■ Using the information
**a)** Answer these questions from the text on data preparation:
(i) What does pre-tokenization convert raw text data into?
(ii) Which script orchestrates data preparation?
(iii) What tool is used to configure data preparation?
**b)** Transcribe the text on data preparation word for word, from "Data Preparation (Pre-tokenization)¶" to "of the data.".
**c)** Go on with the text on data preparation from the point where it stops.

■ Text for analysis
--- START ---

Data Preparation (Pre-tokenization)¶
Optimus-DL provides a robust pipeline for preparing large datasets for high-performance training. This process, often called Pre-tokenization, involves converting raw text data into sharded, memory-mapped numpy arrays.
Why Pre-tokenize?¶
- Zero Overhead: Tokenization happens once, not during every training epoch.
- Memory Mapping: Shards are loaded using
mmap, allowing for near-instant random access and minimal RAM usage. - Distributed Ready: Data is sharded so each rank can efficiently read its own portion of the data.
The Preparation Pipeline¶
Data preparation is orchestrated by scripts/pretokenize.py. The pipeline consists of:
- Source: Reads raw data (e.g., Hugging Face datasets, JSONL files).
- Processor: Tokenizes the text using a configured tokenizer (e.g., Llama 3, GPT-2).
- Sharder: Aggregates tokens and writes them into
.npyfiles along with a globalindex.json.
Example Configuration¶
Data preparation is configured via Hydra. A typical config (configs/prepare_data/default.yaml) looks like this:
source:
_name: hf_source
path: "HuggingFaceFW/fineweb-edu"

--- END ---

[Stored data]
--- START ---

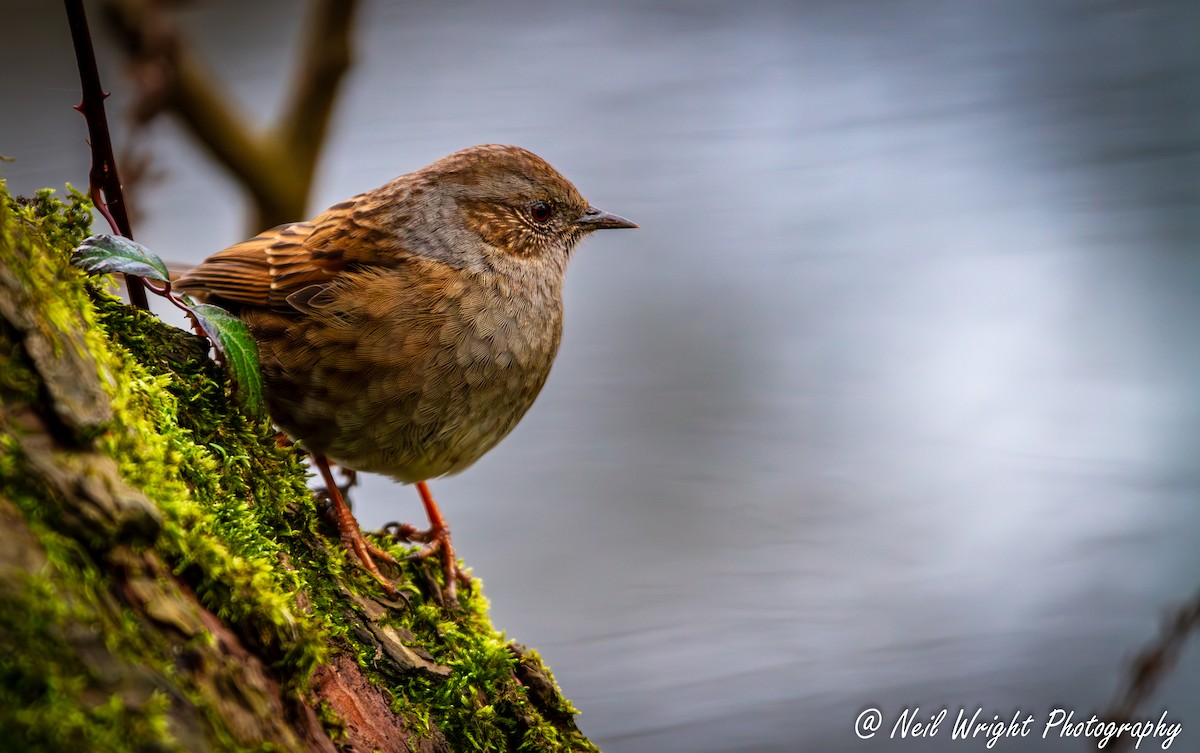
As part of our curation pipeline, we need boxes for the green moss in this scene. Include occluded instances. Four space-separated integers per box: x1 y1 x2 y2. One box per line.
0 186 594 751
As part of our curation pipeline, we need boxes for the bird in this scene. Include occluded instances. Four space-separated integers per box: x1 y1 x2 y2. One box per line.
174 144 637 604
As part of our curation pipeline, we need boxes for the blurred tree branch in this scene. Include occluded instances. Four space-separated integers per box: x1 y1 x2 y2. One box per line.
104 0 358 233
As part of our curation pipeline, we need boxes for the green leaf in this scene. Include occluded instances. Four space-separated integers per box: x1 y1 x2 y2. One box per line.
71 235 170 282
192 303 264 416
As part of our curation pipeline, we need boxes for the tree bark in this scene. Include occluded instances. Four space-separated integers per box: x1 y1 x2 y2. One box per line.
0 186 595 752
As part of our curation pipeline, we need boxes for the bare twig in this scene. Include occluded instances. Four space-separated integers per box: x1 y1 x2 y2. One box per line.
106 0 358 233
65 0 150 309
1104 592 1200 751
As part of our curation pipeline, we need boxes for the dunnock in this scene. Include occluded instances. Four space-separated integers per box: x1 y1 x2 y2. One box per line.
175 145 637 602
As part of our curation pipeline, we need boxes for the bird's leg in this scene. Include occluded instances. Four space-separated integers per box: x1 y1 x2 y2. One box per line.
384 481 470 604
312 453 400 598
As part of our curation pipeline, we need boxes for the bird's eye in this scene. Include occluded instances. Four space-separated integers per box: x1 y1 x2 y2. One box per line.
529 201 553 224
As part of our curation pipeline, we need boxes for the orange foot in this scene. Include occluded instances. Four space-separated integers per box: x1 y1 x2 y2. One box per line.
312 454 400 598
384 481 470 607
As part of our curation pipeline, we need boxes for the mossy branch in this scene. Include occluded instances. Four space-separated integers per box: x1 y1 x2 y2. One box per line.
0 183 595 753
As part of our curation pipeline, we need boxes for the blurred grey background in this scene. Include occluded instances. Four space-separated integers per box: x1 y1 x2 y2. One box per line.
0 0 1200 753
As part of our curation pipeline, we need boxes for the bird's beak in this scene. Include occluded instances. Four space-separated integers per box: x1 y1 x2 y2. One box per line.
575 206 637 230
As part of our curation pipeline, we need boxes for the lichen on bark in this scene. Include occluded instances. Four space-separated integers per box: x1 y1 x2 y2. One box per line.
0 183 595 752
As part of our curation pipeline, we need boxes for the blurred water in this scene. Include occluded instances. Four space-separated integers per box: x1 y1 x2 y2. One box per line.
0 0 1200 753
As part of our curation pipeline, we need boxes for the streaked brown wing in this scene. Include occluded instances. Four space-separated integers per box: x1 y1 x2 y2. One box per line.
174 199 397 311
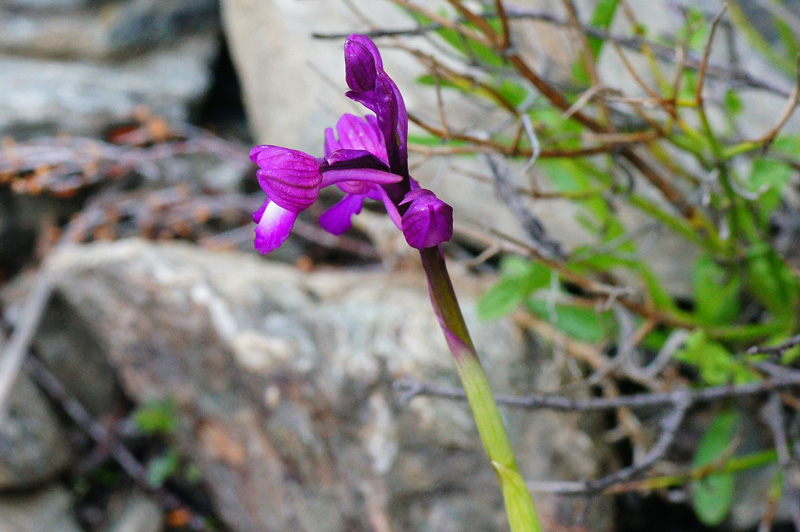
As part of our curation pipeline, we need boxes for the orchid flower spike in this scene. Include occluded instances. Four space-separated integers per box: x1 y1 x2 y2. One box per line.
250 35 453 254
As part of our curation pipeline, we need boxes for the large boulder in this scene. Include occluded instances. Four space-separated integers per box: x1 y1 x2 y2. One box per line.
47 240 613 532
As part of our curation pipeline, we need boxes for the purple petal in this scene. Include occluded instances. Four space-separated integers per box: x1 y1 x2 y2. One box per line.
250 144 270 164
336 114 389 163
253 201 297 255
340 35 408 181
319 194 365 236
400 189 453 249
325 127 342 159
253 198 269 223
344 35 383 92
322 168 403 188
322 149 389 173
253 146 322 212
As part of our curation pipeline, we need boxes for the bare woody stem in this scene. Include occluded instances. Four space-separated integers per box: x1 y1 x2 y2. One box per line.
420 247 541 532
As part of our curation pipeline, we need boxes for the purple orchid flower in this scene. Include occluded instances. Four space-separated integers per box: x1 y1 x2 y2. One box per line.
250 35 453 254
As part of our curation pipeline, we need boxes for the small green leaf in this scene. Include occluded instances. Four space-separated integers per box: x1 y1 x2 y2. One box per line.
147 449 181 488
527 299 614 343
692 254 742 325
133 399 178 434
588 0 619 59
478 256 551 321
674 329 758 386
747 245 800 316
692 410 738 526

--- END ---

■ Results in order
**a)**
(i) Sharded, memory-mapped numpy arrays.
(ii) scripts/pretokenize.py.
(iii) Hydra.

**b)**
Data Preparation (Pre-tokenization)¶
Optimus-DL provides a robust pipeline for preparing large datasets for high-performance training. This process, often called Pre-tokenization, involves converting raw text data into sharded, memory-mapped numpy arrays.
Why Pre-tokenize?¶
- Zero Overhead: Tokenization happens once, not during every training epoch.
- Memory Mapping: Shards are loaded using
mmap, allowing for near-instant random access and minimal RAM usage. - Distributed Ready: Data is sharded so each rank can efficiently read its own portion of the data.

**c)**
name: "sample-10BT"
split: "train"
streaming: true
tokenizer:
_name: llama3
path: "meta-llama/Meta-Llama-3-8B"
sharder:
output_dir: "outputs/data/fineweb-edu"
shard_size: 100_000_000 # tokens per shard
dtype: "uint16"
Running the Pipeline¶
To start the pre-tokenization process:
You can override parameters from the command line:
python scripts/pretokenize.py \
source.path="roneneldan/TinyStories" \
sharder.output_dir="outputs/data/tinystories"
Using Pre-tokenized Data¶
Once prepared, you can use the data in your training config by pointing a tokenized_dataset to the output directory:
data:
train_datasets:
source:
_name: tokenized_dataset
data_dir: "outputs/data/fineweb-edu"
transform: ${data.scratch.my_transform}
Resume Support¶
The pre-tokenization script supports resuming from a checkpoint. If the process is interrupted, simply run the command again with the same output_dir, and it will pick up from the last saved shard.